──────── Passage ────────
And that brings me to why we phoned both our adult daughters – our young son’s big sisters a few nights ago. They needed to hear our news from both of us, together.
I’ve been in love with an idea of someone. An idea that never truly fit the object of my attachment. I have to find a way to accept that my love for my child’s father has never been about who he really is. I’ve never wanted to accept that I don’t fit him. Or that his understanding of acceptance doesn’t fit mine.
So it is now, that I arrive at a place where I know I’ve been before – perhaps when I was 7 or 8 and wandering the woods alone, acknowledging my aloneness, observing my emptiness, fondling the folds of left over thoughts. This place is strangely familiar, but it doesn’t fit very well. The size is too small, and the space and time I have for working it out is pressing, almost urgent.
I’m not comfortable, but I see the pathways before me. I just have to decide which one to traverse. This grief that I feel is more direct and clear than, when on younger paths, I felt confused and lost. No, I know what I have to do. I just have to find a way to commence the difficult process of stitching the lines formed by the paths together… so that I don’t lose myself in the moments that grow up my child before I’ve had a chance to catch my breath.
Because, every year steals the version of my child that I treasure. And every decade that I spend not seeing clearly steals the part of me that he will want to cherish.
The traditional model for family is quickly evolving in our society to being as diverse as the populations on earth. Newer generations (and some older) are breaking the rules for marriage, and even rejecting the institution. If I choose grief as my focus, I’ll ruin the opportunity I have to establish new traditions within an alternative paradigm.
That doesn’t mean I have to be blind to all the things that generated pain for me. It means that I can choose my path and walk it. It means that I can be free to be who I need to be while ensuring that my child’s needs are met, including his need for both of his parents to be involved in his life, without coercion – as he has been raised his whole life.
Over nearly two decades, his father and I have developed many common interests, preferences, and understandings. We’ve made hard choices and at times, gut-wrenching decisions. But, we’ve also experienced joy and celebrated milestones. We’ve won hard battles and taken risks.
──────── Dataset ────────
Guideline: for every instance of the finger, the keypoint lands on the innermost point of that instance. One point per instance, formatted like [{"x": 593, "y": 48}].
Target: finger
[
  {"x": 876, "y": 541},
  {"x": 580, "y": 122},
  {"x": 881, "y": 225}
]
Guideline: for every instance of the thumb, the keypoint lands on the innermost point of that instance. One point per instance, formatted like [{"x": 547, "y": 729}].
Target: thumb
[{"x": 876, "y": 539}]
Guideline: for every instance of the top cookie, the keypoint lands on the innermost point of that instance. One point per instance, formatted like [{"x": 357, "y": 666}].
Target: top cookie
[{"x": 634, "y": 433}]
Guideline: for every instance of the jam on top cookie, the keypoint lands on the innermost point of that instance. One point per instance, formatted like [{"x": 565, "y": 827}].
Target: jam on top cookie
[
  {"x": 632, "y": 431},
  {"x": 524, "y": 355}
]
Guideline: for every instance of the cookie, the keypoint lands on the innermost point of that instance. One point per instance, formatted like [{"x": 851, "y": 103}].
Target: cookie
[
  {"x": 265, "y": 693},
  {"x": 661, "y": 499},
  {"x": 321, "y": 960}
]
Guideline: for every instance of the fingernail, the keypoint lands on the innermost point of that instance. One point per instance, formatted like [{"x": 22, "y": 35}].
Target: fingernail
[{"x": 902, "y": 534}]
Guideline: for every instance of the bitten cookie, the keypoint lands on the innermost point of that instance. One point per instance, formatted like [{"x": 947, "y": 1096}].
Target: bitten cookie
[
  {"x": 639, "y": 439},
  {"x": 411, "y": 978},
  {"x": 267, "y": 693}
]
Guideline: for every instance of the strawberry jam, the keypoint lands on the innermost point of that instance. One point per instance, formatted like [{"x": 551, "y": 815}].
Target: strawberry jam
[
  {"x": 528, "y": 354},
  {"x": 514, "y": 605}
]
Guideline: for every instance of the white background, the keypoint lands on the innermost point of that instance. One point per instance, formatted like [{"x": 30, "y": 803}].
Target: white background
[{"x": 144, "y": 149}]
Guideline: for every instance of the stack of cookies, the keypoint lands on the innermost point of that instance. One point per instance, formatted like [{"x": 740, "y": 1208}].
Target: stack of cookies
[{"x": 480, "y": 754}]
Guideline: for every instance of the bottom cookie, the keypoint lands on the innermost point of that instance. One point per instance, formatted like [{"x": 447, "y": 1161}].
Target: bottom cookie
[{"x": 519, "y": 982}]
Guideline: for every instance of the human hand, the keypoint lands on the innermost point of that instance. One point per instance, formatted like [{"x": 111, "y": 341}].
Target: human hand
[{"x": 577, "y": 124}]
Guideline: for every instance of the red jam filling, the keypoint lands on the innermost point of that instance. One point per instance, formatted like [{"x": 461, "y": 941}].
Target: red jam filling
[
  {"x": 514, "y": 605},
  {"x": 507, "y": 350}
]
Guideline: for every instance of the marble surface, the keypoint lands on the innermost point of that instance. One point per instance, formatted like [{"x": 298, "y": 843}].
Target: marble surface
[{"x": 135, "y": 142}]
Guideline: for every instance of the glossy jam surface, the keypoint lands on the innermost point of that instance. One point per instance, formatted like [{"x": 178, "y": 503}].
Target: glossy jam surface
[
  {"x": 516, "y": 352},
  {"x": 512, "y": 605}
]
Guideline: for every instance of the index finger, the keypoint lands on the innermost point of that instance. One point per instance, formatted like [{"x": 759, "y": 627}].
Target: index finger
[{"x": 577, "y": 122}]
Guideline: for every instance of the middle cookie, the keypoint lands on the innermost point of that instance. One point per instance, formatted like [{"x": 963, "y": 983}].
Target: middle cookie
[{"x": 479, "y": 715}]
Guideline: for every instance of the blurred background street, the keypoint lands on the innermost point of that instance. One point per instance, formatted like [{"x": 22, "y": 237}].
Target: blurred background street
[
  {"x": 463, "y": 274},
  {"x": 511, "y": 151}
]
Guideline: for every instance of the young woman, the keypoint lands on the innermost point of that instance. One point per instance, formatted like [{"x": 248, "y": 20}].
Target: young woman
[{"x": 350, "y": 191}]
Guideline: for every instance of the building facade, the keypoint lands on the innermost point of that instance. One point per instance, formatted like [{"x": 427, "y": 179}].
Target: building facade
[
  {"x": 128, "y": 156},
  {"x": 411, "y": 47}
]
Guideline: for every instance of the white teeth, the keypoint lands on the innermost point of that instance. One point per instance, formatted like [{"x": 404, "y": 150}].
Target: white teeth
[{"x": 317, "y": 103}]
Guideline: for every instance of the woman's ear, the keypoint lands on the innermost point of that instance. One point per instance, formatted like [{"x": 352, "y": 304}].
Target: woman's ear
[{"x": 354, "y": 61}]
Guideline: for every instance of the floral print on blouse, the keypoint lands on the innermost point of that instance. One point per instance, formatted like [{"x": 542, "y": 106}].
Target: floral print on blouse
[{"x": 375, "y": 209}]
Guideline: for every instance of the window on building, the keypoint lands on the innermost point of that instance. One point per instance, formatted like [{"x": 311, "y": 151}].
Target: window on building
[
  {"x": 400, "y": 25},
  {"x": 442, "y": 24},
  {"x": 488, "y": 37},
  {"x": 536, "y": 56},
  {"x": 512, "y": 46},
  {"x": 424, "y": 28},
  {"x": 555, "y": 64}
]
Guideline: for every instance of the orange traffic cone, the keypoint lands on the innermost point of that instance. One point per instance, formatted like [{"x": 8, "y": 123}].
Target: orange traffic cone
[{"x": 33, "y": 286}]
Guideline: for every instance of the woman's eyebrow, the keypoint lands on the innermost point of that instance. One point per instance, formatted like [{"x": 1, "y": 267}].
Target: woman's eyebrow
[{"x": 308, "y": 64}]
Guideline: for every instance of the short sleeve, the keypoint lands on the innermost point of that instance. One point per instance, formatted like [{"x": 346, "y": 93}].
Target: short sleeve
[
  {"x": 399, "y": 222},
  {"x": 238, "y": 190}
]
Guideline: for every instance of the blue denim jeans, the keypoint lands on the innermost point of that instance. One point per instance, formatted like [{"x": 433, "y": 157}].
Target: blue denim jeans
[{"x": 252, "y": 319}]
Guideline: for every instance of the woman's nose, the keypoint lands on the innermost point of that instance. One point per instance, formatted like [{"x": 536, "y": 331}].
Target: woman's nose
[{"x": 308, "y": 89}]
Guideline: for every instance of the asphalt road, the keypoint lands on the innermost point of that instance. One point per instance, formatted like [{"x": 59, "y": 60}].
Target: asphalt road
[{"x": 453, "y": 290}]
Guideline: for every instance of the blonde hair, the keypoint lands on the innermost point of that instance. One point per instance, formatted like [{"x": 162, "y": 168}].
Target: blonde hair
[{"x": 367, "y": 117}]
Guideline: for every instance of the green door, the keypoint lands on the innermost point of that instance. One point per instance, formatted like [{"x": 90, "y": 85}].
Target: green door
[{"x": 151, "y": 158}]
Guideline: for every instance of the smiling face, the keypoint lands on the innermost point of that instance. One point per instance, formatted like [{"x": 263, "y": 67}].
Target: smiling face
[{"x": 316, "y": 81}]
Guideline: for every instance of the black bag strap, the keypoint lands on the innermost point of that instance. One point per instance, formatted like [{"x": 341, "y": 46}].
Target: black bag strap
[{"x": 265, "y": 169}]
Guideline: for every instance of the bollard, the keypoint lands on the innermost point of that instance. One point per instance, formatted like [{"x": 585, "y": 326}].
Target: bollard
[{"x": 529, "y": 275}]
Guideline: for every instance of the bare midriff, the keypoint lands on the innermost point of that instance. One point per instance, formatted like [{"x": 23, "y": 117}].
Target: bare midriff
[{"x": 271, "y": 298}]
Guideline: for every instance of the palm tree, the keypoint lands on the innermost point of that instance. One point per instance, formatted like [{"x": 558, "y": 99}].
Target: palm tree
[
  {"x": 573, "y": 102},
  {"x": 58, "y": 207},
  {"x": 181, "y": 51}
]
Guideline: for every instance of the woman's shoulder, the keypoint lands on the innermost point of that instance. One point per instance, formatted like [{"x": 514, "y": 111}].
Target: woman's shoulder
────────
**What the task requires**:
Copy out the essay on separation word for word, everything from "So it is now, that" down to "pressing, almost urgent.". The items are separate material and have no connection to the essay on separation.

**Expected answer**:
So it is now, that I arrive at a place where I know I’ve been before – perhaps when I was 7 or 8 and wandering the woods alone, acknowledging my aloneness, observing my emptiness, fondling the folds of left over thoughts. This place is strangely familiar, but it doesn’t fit very well. The size is too small, and the space and time I have for working it out is pressing, almost urgent.